=== WORK INSTRUCTION ===
Filter the entries below, keeping only lines with the word "corresponds".

=== Text-to-region grounding data ===
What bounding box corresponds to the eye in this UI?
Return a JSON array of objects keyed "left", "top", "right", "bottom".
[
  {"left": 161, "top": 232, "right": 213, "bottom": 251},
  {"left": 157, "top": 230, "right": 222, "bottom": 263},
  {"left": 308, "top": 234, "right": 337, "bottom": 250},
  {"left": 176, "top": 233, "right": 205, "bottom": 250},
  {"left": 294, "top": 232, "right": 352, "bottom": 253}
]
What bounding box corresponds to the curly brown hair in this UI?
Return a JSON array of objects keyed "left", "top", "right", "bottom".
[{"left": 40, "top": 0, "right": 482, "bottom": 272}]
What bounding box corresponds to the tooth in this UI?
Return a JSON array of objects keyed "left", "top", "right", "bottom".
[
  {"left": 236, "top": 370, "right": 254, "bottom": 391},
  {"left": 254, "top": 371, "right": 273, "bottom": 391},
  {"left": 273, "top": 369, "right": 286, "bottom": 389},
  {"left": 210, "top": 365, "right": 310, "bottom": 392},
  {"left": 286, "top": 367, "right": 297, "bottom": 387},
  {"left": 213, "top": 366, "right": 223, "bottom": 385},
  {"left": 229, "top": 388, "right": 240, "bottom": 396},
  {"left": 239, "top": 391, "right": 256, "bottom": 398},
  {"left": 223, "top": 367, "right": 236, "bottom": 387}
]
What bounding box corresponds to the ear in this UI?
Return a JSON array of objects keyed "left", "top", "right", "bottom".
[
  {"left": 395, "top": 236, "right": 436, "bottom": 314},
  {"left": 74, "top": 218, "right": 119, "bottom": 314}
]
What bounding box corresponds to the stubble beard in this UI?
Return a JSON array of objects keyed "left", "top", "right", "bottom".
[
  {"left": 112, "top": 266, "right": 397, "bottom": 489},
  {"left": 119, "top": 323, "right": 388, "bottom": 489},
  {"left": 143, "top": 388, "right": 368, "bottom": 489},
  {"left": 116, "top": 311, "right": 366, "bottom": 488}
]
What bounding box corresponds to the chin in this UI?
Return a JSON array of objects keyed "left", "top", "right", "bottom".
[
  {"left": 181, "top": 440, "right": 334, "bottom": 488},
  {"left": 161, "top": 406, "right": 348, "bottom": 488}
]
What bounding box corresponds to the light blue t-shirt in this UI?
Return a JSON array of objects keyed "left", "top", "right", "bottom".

=== WRITTEN SOLUTION ===
What bounding box corresponds to the eye in this UI?
What bounding box corresponds to the curly brown hair in this UI?
What bounding box corresponds to the tooth in this UI?
What bounding box corresponds to the ear in this UI?
What bounding box corresponds to the stubble beard in this UI?
What bounding box corresponds to the chin in this UI?
What bounding box corresponds to the light blue t-shirt in this UI?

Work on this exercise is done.